**List of tasks**.
#1 Answer these questions from the Rivian text, one line each:
(a) Which two companies does it name as major Rivian shareholders?
(b) Besides materials for lithium-ion batteries, what else has Rivian had trouble securing?
(c) About how much of the planned production time was lost due to supplier constraints?
#2 According to the Rivian text, why did investors bet big on companies like Rivian? Answer in one to three sentences.
#3 Reproduce the words of the Rivian text between "Rivian were lucky, to" and "its high-tech features.", inclusive.

BEGIN Text block

Rivian were lucky, to say the least, as investors were also increasingly believing that the market for electric cars, especially pickups, will be enormous — and so they bet big on companies that seemed promising with credible leadership. It was a matter of time for Rivian, which counts Amazon.com Inc and Ford Motor as major shareholders, to be slammed.

Since its IPO late last year, supply chain constraints and manufacturing woes have slowed Rivian’s progress. Like other EV automakers, Rivian has had trouble securing the materials that are needed to manufacture lithium-ion batteries for its vehicles over the last few months, in addition to the semiconductor chips needed to power many of its high-tech features.

The company, in its shareholder letter noted, “Supply chain continues to be the bottleneck of our production. We have been forced to stop production for longer periods than anticipated, resulting in approximately a quarter of the planned production time being lost due to supplier constraints.”

END Text block
BEGIN Exercise data

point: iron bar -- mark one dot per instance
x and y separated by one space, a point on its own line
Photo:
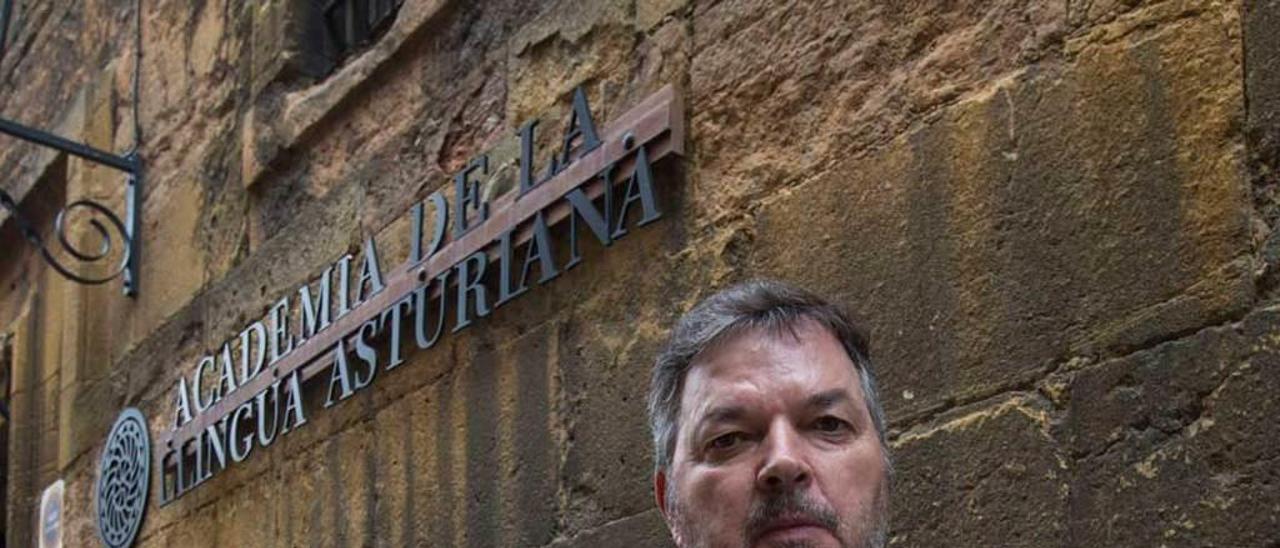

END Exercise data

**Answers to each task**.
#1
(a) Amazon.com Inc and Ford Motor
(b) Semiconductor chips needed to power many of its high-tech features
(c) Approximately a quarter

#2 Investors increasingly believed that the market for electric cars, especially pickups, would be enormous. So they bet big on companies that seemed promising and had credible leadership.

#3
Rivian were lucky, to say the least, as investors were also increasingly believing that the market for electric cars, especially pickups, will be enormous — and so they bet big on companies that seemed promising with credible leadership. It was a matter of time for Rivian, which counts Amazon.com Inc and Ford Motor as major shareholders, to be slammed.

Since its IPO late last year, supply chain constraints and manufacturing woes have slowed Rivian’s progress. Like other EV automakers, Rivian has had trouble securing the materials that are needed to manufacture lithium-ion batteries for its vehicles over the last few months, in addition to the semiconductor chips needed to power many of its high-tech features.